**EXERCISE MATERIALS**

──────────────────────────────

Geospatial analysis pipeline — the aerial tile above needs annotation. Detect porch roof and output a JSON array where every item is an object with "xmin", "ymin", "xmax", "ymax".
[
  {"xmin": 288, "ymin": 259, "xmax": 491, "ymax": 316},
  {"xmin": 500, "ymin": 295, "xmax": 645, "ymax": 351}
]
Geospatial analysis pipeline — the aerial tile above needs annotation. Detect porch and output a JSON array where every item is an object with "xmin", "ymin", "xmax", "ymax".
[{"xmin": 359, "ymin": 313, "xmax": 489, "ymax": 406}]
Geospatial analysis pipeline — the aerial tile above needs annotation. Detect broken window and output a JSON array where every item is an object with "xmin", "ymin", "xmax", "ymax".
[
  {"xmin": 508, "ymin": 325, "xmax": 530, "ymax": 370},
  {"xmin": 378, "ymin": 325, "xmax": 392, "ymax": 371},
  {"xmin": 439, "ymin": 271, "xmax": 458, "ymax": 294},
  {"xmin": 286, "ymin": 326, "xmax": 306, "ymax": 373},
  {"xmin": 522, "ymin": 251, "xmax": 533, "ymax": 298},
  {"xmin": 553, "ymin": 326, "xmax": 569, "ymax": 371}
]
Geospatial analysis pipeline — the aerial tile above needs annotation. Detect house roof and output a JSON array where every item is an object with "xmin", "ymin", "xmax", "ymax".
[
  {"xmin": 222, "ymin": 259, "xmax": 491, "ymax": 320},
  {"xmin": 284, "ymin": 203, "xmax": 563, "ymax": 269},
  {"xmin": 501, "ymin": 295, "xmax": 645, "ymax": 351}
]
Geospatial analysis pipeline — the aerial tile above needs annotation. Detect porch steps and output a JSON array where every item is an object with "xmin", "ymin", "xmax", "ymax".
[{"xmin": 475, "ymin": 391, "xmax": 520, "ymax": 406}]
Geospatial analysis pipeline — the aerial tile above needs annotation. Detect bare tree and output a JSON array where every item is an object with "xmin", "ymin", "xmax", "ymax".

──────────────────────────────

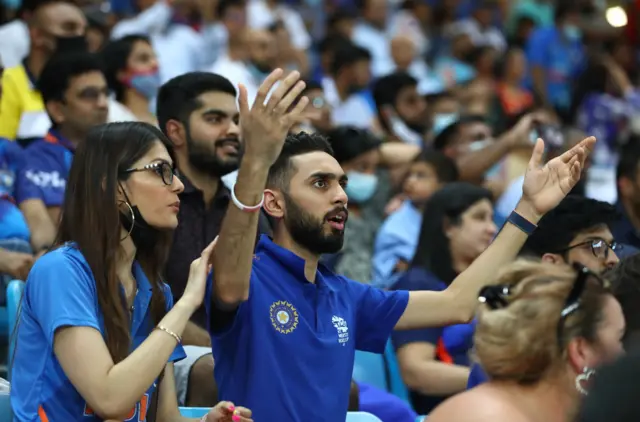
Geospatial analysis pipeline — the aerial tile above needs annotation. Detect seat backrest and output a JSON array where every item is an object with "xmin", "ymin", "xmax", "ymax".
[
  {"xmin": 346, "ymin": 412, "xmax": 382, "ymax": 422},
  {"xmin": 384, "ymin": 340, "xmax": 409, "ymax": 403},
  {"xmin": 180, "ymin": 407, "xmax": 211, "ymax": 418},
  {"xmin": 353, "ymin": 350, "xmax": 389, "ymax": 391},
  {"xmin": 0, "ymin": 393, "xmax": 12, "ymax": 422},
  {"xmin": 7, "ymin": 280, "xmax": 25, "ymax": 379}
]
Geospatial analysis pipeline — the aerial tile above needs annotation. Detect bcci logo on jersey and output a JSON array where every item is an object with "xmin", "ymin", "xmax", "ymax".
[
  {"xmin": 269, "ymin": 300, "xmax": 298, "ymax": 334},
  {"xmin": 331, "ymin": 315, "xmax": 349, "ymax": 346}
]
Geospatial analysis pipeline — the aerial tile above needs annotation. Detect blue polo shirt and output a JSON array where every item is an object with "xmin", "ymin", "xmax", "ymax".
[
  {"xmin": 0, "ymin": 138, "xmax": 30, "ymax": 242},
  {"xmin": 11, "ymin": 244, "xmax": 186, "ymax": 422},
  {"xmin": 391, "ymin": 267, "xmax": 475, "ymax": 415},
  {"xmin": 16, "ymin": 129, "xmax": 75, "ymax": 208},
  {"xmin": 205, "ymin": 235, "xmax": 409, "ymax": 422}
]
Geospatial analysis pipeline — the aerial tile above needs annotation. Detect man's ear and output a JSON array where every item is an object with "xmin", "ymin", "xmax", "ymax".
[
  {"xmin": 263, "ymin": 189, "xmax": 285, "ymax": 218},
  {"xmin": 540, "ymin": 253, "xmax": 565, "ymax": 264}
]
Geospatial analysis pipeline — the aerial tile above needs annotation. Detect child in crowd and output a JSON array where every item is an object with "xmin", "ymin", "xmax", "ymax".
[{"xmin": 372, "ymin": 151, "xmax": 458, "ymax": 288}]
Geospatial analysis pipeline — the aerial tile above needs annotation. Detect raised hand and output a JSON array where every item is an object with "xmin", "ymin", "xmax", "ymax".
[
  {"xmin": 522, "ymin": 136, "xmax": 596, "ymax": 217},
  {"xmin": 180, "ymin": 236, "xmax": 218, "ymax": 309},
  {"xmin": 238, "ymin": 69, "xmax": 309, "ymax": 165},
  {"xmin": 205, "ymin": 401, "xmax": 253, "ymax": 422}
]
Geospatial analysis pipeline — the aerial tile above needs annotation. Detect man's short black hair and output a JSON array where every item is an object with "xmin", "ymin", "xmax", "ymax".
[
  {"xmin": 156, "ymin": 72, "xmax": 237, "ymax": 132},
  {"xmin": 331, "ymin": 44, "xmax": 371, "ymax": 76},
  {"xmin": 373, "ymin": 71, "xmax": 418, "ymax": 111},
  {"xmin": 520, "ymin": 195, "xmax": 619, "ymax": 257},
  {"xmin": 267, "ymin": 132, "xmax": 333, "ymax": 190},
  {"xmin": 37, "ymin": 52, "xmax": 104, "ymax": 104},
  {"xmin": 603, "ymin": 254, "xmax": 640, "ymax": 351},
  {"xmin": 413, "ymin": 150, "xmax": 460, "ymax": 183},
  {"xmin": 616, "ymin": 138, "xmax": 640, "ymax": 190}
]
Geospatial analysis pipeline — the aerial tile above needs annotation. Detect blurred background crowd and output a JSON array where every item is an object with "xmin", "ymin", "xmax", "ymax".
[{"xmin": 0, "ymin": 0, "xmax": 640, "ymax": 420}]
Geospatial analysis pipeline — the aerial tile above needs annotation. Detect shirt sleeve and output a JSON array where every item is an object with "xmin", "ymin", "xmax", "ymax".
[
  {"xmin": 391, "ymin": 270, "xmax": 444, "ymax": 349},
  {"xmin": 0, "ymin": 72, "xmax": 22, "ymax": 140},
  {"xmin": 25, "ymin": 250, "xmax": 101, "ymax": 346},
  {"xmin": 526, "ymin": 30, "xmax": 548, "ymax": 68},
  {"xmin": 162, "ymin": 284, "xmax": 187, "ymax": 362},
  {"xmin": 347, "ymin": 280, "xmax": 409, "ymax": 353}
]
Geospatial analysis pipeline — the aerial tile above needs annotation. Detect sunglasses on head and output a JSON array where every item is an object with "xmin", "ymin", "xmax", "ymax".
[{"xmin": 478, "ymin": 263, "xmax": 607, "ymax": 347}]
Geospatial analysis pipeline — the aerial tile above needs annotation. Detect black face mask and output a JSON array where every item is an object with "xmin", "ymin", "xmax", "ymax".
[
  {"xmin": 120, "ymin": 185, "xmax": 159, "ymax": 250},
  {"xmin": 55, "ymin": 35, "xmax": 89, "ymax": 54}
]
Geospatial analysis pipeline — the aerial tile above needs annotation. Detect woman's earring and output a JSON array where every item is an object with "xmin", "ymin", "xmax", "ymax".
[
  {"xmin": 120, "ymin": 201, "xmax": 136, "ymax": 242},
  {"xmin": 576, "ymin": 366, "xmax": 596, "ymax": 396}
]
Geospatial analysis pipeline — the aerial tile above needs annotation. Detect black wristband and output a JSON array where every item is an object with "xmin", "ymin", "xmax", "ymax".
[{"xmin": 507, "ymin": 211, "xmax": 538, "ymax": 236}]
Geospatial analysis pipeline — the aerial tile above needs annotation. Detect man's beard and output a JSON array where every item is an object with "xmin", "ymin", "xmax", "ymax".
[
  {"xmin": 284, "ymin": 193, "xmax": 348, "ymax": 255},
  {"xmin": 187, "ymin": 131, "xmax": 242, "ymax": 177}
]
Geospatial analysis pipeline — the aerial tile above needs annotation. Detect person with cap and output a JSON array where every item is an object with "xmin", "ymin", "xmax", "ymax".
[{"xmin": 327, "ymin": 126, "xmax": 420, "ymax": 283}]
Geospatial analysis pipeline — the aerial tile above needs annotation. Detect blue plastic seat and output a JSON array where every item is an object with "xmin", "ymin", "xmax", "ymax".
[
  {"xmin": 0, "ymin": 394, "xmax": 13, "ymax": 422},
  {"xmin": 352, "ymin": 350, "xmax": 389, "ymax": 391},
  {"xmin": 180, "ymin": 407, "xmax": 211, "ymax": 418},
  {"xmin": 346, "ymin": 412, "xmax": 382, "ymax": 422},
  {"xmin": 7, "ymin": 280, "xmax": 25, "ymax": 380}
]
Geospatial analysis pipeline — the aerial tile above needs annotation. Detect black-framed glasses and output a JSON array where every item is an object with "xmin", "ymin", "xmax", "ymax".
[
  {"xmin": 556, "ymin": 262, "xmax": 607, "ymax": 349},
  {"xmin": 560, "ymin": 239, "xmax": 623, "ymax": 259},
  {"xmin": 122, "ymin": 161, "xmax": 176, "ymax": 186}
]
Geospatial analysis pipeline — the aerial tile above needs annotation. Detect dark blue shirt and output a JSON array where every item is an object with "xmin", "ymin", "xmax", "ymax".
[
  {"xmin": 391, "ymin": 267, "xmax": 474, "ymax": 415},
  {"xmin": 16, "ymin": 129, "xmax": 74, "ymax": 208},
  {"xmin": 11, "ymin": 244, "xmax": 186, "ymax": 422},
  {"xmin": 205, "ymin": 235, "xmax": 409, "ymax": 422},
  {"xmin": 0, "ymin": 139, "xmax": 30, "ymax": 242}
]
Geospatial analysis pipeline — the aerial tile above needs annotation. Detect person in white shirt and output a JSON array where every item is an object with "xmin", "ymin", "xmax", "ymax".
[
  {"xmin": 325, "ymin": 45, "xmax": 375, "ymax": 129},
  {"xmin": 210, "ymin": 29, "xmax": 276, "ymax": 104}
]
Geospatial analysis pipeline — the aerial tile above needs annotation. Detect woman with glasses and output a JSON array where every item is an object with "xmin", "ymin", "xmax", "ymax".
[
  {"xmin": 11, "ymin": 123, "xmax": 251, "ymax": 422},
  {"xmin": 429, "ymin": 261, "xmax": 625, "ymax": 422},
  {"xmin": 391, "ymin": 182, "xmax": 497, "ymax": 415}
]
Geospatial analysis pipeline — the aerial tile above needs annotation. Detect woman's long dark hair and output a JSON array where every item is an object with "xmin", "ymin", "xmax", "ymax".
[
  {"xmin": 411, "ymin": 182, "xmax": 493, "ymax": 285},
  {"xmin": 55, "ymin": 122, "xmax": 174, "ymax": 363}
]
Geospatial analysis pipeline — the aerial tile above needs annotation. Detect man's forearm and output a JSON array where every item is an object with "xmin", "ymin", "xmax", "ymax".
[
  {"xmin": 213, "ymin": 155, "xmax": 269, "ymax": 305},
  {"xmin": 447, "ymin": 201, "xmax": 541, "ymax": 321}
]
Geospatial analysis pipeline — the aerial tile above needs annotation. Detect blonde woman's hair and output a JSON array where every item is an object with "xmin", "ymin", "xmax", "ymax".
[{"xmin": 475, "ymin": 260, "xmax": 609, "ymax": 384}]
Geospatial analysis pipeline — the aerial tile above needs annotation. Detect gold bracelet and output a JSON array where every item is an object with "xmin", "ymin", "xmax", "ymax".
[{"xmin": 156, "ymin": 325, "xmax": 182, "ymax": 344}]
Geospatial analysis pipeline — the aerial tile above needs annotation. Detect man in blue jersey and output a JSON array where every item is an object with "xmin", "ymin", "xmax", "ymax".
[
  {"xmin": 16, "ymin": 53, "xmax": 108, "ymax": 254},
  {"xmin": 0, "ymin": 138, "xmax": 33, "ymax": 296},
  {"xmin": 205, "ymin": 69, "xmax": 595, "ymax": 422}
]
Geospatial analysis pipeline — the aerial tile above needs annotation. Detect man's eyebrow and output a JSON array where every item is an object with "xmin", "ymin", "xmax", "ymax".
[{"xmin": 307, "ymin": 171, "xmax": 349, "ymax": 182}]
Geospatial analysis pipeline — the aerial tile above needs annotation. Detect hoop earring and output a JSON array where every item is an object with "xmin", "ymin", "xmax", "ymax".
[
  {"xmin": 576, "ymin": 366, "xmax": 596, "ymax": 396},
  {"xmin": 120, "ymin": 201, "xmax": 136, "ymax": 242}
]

──────────────────────────────

**WORK INSTRUCTIONS**
Gather every line of the entries above that contains the string "jersey", copying each such line in full. Treat the match as case-sensitive.

**CORRECT RESULT**
Geospatial analysis pipeline — the aerial tile above needs annotation. Detect bcci logo on jersey and output a JSON array where every item is an object with "xmin", "ymin", "xmax", "ymax".
Geospatial analysis pipeline — the aerial tile above needs annotation. Detect man in blue jersey and output a JSON array where every item is an object with "xmin", "ymin", "xmax", "ymax".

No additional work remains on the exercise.